* _Data extracts_:
>>>

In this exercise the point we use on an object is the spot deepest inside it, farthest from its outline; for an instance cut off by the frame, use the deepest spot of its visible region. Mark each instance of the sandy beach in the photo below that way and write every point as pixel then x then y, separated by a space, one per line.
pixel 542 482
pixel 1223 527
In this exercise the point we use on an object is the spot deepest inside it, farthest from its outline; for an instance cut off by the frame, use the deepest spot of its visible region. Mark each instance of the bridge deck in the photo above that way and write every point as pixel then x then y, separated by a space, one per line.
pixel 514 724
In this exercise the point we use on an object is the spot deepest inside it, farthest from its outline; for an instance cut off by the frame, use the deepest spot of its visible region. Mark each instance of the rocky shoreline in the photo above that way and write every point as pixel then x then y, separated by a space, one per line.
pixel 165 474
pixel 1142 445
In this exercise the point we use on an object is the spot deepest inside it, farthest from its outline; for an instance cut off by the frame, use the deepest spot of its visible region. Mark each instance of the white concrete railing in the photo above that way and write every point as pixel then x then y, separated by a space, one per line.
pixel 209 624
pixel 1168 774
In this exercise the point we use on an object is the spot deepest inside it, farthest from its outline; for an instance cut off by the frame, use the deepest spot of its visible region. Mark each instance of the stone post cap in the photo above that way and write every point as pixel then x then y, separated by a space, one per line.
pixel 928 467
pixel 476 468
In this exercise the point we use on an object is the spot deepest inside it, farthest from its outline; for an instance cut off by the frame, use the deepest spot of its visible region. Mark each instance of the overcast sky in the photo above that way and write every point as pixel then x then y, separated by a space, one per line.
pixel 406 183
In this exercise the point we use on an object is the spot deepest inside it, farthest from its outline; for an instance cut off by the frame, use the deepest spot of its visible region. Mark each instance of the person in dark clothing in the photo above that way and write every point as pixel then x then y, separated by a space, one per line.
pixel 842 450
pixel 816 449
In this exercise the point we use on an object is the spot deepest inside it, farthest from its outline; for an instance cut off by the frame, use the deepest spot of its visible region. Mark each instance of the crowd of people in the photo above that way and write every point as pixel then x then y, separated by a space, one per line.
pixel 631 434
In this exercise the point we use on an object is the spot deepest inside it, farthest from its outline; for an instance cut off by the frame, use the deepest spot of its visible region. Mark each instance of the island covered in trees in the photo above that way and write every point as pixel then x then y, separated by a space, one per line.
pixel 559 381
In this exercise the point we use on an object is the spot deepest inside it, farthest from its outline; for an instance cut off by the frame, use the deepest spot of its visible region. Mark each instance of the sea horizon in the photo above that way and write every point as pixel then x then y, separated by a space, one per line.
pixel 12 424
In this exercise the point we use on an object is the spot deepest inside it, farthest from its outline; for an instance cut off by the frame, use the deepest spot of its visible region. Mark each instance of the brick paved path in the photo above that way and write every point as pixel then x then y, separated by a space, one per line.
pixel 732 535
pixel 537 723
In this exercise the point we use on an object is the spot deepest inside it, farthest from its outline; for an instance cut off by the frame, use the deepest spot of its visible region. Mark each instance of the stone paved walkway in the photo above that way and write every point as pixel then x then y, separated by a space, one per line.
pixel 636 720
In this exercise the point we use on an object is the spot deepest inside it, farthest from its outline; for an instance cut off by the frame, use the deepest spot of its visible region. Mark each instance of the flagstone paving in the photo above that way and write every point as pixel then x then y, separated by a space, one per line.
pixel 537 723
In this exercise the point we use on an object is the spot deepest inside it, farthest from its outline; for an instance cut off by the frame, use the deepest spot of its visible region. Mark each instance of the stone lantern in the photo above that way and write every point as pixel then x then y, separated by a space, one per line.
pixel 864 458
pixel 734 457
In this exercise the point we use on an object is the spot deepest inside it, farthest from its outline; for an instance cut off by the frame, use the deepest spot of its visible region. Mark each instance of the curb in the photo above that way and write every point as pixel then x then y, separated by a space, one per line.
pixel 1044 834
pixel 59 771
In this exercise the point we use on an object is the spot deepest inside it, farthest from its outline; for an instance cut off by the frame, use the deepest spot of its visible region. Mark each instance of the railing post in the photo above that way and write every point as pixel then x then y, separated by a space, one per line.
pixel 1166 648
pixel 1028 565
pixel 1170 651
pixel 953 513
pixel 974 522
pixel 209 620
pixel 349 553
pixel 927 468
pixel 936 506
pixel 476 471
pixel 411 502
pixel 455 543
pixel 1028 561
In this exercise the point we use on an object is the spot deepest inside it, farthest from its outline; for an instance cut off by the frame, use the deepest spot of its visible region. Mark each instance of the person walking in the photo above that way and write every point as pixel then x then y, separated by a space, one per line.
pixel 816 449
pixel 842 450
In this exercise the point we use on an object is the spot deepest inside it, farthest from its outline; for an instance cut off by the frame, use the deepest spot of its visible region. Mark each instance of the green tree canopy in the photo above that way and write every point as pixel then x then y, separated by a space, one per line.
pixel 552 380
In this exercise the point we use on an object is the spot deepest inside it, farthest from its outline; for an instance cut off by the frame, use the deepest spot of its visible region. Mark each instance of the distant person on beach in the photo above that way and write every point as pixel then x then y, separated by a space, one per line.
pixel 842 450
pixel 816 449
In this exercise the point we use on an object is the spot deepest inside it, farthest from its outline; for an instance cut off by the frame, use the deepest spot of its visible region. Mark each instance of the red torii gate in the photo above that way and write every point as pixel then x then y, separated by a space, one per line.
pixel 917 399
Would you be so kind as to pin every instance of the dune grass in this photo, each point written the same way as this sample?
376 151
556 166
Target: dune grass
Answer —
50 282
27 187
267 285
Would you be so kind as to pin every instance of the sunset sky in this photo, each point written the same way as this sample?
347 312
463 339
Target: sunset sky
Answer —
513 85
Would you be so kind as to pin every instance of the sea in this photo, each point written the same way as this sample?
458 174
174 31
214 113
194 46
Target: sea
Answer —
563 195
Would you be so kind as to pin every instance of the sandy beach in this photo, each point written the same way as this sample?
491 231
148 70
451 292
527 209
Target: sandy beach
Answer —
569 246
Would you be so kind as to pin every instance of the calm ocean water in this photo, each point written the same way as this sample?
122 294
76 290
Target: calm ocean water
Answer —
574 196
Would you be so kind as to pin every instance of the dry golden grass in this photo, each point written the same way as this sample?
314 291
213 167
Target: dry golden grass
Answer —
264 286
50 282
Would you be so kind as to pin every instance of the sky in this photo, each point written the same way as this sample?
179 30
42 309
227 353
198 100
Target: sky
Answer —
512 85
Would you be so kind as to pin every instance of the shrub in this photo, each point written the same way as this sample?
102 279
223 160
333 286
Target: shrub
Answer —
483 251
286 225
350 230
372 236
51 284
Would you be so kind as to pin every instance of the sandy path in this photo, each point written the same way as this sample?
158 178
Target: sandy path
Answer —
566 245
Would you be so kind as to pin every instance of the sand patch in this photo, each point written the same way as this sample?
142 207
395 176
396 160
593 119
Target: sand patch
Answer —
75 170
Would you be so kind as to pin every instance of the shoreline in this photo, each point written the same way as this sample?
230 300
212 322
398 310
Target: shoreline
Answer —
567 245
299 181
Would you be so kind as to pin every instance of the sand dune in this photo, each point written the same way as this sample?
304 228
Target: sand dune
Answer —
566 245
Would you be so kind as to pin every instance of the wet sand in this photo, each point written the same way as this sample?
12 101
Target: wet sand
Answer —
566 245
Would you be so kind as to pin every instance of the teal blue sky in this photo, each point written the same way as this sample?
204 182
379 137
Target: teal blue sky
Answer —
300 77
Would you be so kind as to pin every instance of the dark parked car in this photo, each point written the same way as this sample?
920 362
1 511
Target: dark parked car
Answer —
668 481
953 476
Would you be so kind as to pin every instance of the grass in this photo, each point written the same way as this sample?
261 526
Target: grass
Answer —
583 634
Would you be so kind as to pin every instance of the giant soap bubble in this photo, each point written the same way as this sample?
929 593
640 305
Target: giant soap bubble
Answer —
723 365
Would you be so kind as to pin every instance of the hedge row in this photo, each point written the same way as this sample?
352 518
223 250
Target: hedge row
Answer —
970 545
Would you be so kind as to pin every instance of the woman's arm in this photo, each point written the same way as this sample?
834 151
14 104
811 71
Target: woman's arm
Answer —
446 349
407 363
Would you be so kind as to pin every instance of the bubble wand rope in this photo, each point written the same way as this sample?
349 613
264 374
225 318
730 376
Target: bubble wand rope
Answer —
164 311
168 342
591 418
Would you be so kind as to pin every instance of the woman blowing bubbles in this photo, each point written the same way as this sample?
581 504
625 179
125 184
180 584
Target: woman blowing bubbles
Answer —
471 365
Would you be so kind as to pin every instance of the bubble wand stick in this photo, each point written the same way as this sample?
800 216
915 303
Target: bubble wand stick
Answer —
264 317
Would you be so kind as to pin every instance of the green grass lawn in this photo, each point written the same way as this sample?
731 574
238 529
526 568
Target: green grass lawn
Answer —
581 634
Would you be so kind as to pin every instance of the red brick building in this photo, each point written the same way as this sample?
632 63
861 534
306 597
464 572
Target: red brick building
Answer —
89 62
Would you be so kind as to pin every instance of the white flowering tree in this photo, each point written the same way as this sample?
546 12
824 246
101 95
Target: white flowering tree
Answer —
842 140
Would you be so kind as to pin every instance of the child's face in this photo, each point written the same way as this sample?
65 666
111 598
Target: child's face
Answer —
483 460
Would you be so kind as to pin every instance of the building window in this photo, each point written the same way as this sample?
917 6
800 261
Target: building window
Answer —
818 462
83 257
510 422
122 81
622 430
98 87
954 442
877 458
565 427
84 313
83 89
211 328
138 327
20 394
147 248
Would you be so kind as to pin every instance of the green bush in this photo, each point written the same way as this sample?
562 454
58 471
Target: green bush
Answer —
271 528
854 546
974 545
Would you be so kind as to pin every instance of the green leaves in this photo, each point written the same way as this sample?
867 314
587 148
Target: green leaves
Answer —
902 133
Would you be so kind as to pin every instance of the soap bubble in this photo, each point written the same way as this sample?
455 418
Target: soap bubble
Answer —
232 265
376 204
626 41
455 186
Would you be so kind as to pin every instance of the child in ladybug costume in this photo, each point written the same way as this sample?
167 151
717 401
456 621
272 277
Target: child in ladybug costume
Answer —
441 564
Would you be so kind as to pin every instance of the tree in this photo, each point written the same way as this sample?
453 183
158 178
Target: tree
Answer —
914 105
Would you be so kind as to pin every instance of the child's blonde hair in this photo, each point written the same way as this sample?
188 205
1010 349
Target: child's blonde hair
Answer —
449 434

<<<

* _What you are asked to do_: Given the data above, which lines hold the string "child"? Return them.

* _Exercise output_:
Would you be so kind as to pin every instance of the child's face in this photo, each point written the same way as this sample?
Target: child's face
Would you be so kind as to pin every instance of the child in ladybug costume in this photo, each point written the same way as this sample?
Target: child in ladybug costume
Would you be so kind as to pin every instance of the child's blonde hair in this photo, each point written the same way as this sample?
Target: child's blonde hair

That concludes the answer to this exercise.